» **WHAT TO WORK ON**
Present every line of the records below as a Markdown table with the columns Row and Line, numbering the rows and omitting blank lines. Leave the pictures out of the table.

» **Saved entries**
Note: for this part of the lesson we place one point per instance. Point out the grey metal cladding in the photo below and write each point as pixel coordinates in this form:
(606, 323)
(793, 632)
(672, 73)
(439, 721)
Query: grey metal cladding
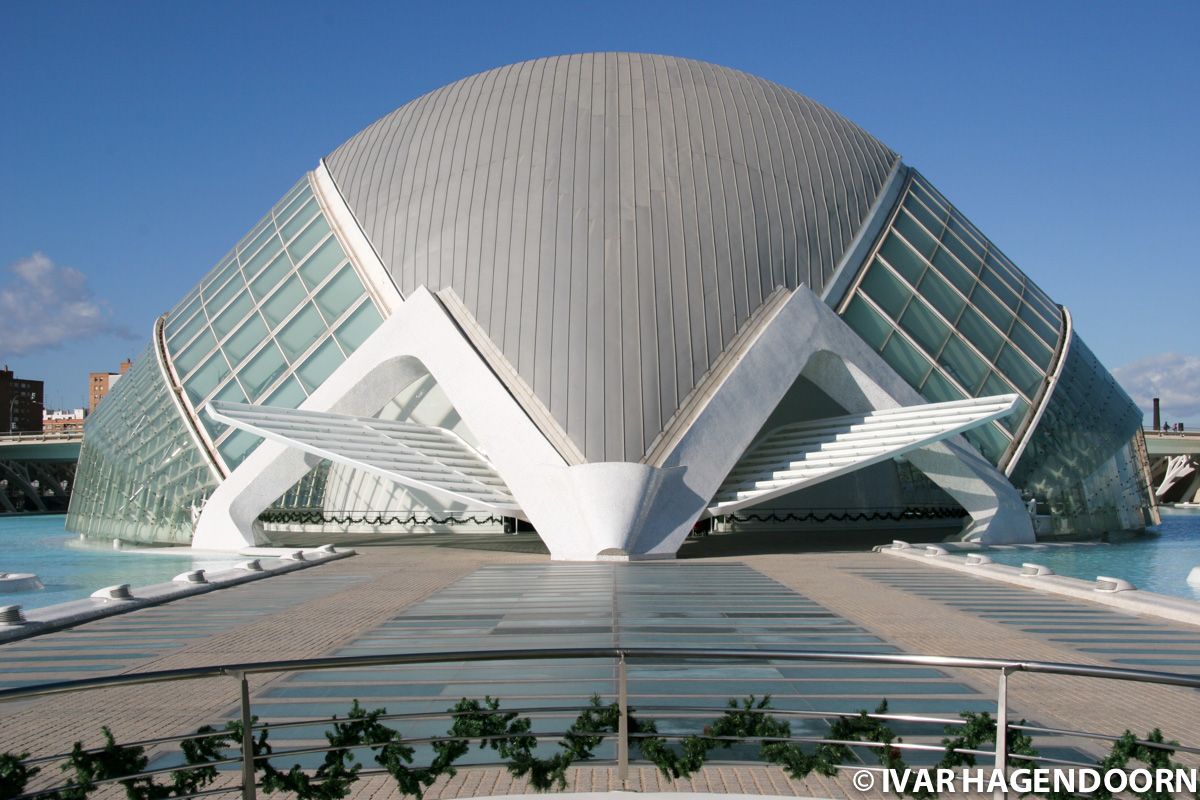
(611, 220)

» **COMPLETE OUTPUT**
| Row | Line |
|---|---|
| 1 | Note: for this part of the lesson we place one point per instance. Point out the grey metal cladding in the photo below and write each point as pixel coordinates in this form: |
| 2 | (606, 323) |
| 3 | (793, 632) |
| 4 | (672, 73) |
| 5 | (439, 721) |
| 6 | Query: grey metal cladding |
| 7 | (611, 220) |